## WORK TO BE COMPLETED
Render the listing as a numbered list without blank lines, from its first line up to and including the line with "pixel 112 229". Leave the pictures out.

## DATA SUPPLIED

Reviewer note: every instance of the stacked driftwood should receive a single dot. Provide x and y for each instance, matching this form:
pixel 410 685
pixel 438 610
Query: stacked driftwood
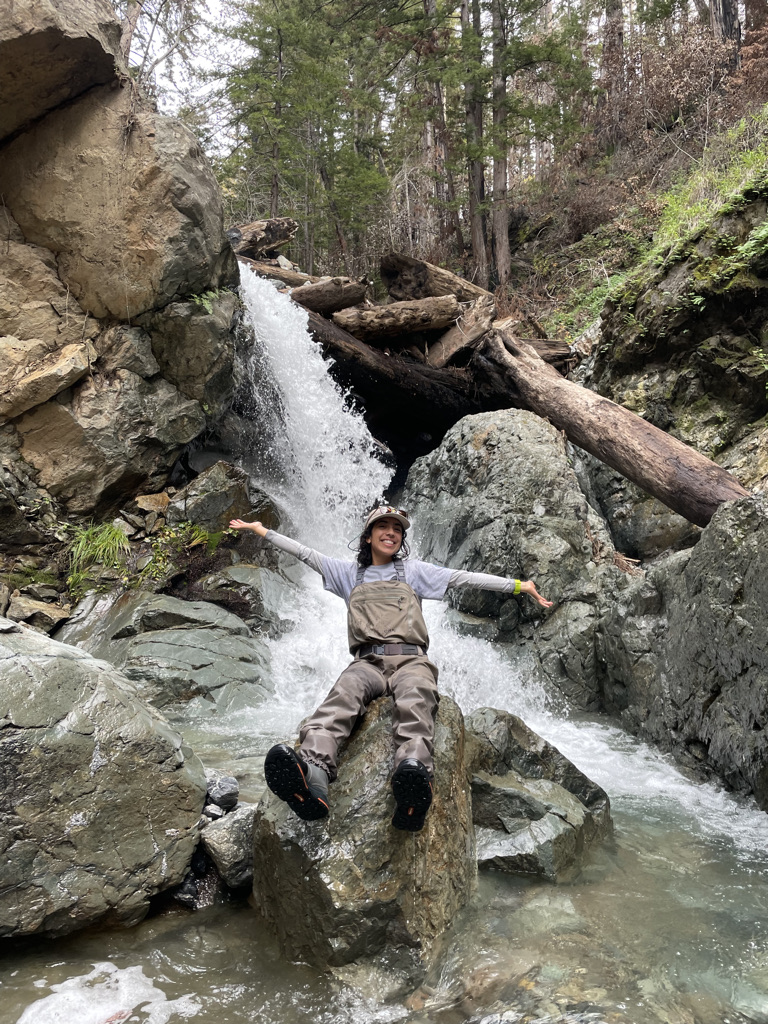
pixel 436 351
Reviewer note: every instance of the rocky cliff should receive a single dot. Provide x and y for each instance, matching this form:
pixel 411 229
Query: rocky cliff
pixel 112 229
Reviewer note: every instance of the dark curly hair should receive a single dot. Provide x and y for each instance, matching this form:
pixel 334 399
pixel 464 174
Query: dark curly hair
pixel 365 558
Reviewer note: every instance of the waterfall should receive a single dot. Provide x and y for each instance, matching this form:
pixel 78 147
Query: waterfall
pixel 331 473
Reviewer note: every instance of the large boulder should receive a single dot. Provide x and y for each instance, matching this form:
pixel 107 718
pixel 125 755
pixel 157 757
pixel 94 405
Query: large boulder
pixel 535 811
pixel 684 651
pixel 50 52
pixel 153 227
pixel 349 886
pixel 500 496
pixel 99 802
pixel 193 343
pixel 111 435
pixel 218 495
pixel 172 649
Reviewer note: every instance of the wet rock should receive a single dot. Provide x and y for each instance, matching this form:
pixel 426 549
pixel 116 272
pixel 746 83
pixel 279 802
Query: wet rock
pixel 99 802
pixel 536 812
pixel 218 495
pixel 153 228
pixel 51 52
pixel 640 525
pixel 172 649
pixel 222 790
pixel 124 347
pixel 251 591
pixel 15 531
pixel 41 614
pixel 229 845
pixel 349 886
pixel 500 496
pixel 206 373
pixel 685 651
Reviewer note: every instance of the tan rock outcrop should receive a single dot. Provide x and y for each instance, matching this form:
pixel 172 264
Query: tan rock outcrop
pixel 38 379
pixel 65 47
pixel 125 198
pixel 112 436
pixel 34 303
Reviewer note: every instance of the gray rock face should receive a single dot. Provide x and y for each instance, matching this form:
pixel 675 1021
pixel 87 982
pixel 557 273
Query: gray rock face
pixel 172 649
pixel 535 811
pixel 218 495
pixel 640 525
pixel 228 843
pixel 195 348
pixel 98 804
pixel 51 52
pixel 344 888
pixel 685 650
pixel 500 496
pixel 252 592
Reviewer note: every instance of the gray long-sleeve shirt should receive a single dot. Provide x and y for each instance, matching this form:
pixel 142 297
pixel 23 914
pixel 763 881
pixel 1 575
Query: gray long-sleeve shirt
pixel 428 582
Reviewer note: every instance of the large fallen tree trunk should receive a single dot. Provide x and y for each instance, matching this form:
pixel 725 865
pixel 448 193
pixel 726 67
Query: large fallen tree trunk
pixel 398 317
pixel 330 294
pixel 272 270
pixel 685 480
pixel 470 327
pixel 407 278
pixel 261 236
pixel 409 406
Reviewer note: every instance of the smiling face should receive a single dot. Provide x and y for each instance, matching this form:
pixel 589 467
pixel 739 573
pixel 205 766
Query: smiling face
pixel 386 540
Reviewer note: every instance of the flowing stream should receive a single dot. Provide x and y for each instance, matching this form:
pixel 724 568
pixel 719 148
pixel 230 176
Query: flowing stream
pixel 667 924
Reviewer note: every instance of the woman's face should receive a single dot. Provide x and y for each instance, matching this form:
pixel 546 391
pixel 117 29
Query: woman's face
pixel 386 539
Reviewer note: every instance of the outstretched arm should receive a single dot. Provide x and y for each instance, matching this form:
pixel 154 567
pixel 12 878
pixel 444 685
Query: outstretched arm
pixel 484 581
pixel 309 556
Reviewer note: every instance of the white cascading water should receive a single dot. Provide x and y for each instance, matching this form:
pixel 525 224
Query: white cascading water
pixel 332 475
pixel 676 909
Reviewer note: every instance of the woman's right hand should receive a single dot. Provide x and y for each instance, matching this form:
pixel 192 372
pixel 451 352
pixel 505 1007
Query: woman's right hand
pixel 256 527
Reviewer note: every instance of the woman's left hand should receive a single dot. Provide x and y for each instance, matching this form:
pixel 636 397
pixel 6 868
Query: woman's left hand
pixel 528 587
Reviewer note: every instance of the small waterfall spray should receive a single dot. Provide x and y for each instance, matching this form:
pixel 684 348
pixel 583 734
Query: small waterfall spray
pixel 331 473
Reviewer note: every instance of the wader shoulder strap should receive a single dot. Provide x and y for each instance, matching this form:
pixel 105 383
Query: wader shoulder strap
pixel 398 571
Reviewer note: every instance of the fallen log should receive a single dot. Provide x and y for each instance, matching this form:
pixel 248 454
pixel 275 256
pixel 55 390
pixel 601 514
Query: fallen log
pixel 408 404
pixel 330 294
pixel 261 236
pixel 407 278
pixel 470 327
pixel 274 271
pixel 685 480
pixel 398 317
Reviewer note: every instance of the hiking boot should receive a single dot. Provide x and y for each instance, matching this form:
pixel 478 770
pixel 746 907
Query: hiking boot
pixel 302 785
pixel 413 795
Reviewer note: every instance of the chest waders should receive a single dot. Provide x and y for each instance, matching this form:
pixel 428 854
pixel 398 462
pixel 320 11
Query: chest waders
pixel 388 636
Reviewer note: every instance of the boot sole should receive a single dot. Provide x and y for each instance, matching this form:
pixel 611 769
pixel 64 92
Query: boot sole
pixel 286 778
pixel 413 797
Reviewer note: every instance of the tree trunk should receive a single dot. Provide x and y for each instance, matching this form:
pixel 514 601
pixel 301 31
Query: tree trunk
pixel 272 270
pixel 464 334
pixel 686 481
pixel 472 51
pixel 500 214
pixel 724 20
pixel 261 236
pixel 399 317
pixel 407 278
pixel 330 294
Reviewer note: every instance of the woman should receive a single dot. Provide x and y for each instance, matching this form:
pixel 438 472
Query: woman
pixel 383 590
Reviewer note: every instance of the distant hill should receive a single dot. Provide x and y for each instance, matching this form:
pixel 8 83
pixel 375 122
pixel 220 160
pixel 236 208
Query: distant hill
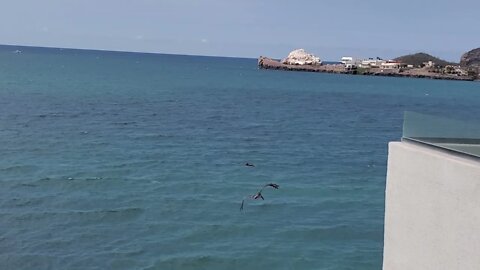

## ANSWER TO THIS TASK
1. Reviewer note: every instance of the stacked driftwood should receive a single dot. Provide x and y for each instance, matching this form:
2. pixel 410 685
3. pixel 438 610
4. Query: stacked driftwood
5. pixel 436 351
6. Reviewer note: every instance of the rocky cliff should receive a single dot. Provide x and y for each instance, matching this form:
7. pixel 411 229
8. Query: rocky cliff
9. pixel 112 229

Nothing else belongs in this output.